### Excerpt
▼
# Dual voltage AVR source in USA



## Mikeythai (Aug 23, 2010)

Looking for a good source (or two) for dual voltage AVR receivers in the US. Or, alternatively, are there any decent $400-$500 models that sell as dual voltage everywhere?


----------



## bambino (Feb 21, 2010)

I know of Amps that can run in either or but havent heard of any AVR's that do so.:dontknow:


----------



## Mikeythai (Aug 23, 2010)

You may well be right. But..my Pioneer somethingsomething 517 HTIB AVR has a switch at the back. You can just switch between 120 and 240.

I actually don't really need dual voltage. I just need to buy a 220V AVR in the USA.


----------



## bambino (Feb 21, 2010)

Yeah, i'm at a loss for ya there. I've only heard of them running in 110 here in the USA.:dontknow:


----------



## Anthony (Oct 5, 2006)

Check the specs carefully on a lot of the receivers. Power supplies can sometimes take a wide range of input power, although I haven't looked for this in home audio/video equipment. You may have to physically examine the unit and read the label by the power cord to find this out.

Every computer I have bought in the last 5 years has had a 100V-250V input range, so all you need to change is the plug.

Good luck and let us know if you find anything.


----------



## recruit (May 9, 2009)

It will mostly be processors that are dual voltage but if you do find an AVR then please share the info with us as it would be good to know :T


----------
▲
### Supplied data
▼
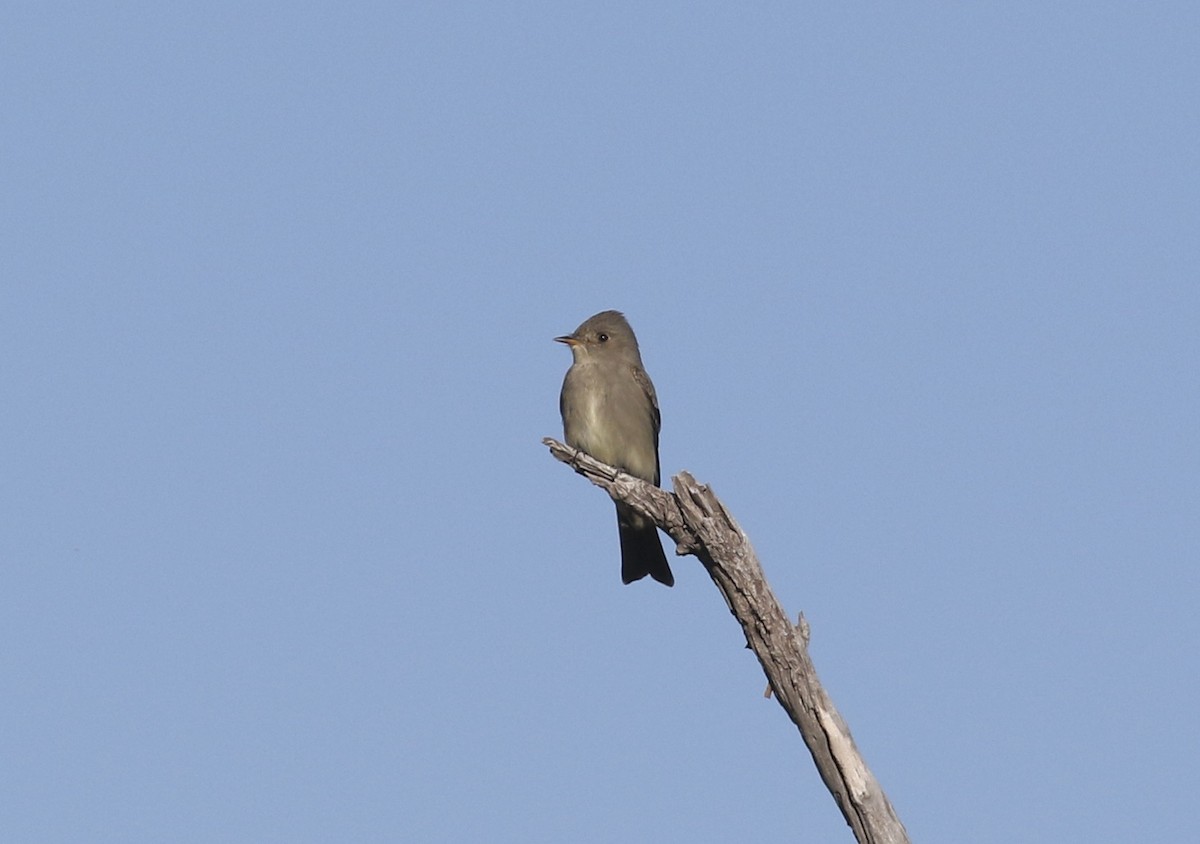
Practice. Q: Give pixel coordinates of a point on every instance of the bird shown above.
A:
▲
### Requirement
Answer these about the dual voltage AVR thread above:
1. What price range does Mikeythai give for the models he is asking about?
2. Between which two voltages does the switch on the back of Mikeythai's Pioneer AVR change?
3. What input range has every computer Anthony bought in the last 5 years had?

### Task result
1. $400-$500
2. 120 and 240
3. 100V-250V